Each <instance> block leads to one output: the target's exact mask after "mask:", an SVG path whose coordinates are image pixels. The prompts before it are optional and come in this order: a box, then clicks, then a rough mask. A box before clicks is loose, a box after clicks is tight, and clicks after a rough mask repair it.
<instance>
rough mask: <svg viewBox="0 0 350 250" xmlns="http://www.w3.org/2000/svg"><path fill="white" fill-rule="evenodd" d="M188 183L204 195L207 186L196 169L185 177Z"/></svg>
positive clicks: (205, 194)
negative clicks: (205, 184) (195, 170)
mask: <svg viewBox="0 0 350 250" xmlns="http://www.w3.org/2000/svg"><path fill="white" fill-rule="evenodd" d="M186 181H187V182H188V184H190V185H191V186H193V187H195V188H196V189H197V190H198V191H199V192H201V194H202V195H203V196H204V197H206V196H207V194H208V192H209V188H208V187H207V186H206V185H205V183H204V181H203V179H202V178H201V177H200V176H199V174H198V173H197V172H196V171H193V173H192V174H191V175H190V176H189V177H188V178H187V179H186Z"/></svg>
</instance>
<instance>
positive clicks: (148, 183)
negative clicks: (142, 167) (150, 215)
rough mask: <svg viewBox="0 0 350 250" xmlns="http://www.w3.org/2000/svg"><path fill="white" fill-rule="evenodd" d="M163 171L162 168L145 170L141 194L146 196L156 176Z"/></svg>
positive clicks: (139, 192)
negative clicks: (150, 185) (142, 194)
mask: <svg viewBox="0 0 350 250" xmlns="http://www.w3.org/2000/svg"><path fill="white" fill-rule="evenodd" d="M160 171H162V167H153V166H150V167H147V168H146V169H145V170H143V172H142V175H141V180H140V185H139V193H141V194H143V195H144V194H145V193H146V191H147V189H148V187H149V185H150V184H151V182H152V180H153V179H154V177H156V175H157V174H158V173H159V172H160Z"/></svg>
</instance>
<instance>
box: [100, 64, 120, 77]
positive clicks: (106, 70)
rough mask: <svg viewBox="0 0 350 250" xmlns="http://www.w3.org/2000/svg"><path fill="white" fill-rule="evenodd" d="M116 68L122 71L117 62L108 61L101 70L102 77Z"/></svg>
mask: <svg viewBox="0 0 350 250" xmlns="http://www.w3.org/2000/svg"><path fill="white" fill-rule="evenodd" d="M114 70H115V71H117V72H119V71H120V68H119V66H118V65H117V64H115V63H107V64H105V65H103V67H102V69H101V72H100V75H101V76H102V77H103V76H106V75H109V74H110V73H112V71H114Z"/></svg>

• [EXERCISE GOAL]:
What you copy out must be exactly the lines from the line containing "positive clicks: (139, 192)" through the end of the records.

• [OUTPUT OF THE TASK]:
positive clicks: (139, 192)
negative clicks: (150, 185) (142, 194)
mask: <svg viewBox="0 0 350 250" xmlns="http://www.w3.org/2000/svg"><path fill="white" fill-rule="evenodd" d="M160 171H162V167H153V166H150V167H147V168H146V169H145V170H143V172H142V175H141V180H140V185H139V193H141V194H143V195H144V194H145V193H146V191H147V189H148V187H149V185H150V184H151V182H152V180H153V179H154V177H156V175H157V174H158V173H159V172H160Z"/></svg>
</instance>
<instance>
box: [100, 64, 120, 77]
positive clicks: (106, 70)
rough mask: <svg viewBox="0 0 350 250" xmlns="http://www.w3.org/2000/svg"><path fill="white" fill-rule="evenodd" d="M116 68L122 71L117 62L108 61L101 70L102 77Z"/></svg>
mask: <svg viewBox="0 0 350 250" xmlns="http://www.w3.org/2000/svg"><path fill="white" fill-rule="evenodd" d="M114 70H115V71H117V72H119V71H120V68H119V66H118V65H117V64H115V63H107V64H105V65H103V67H102V69H101V72H100V75H101V76H102V77H103V76H106V75H109V74H110V73H112V71H114Z"/></svg>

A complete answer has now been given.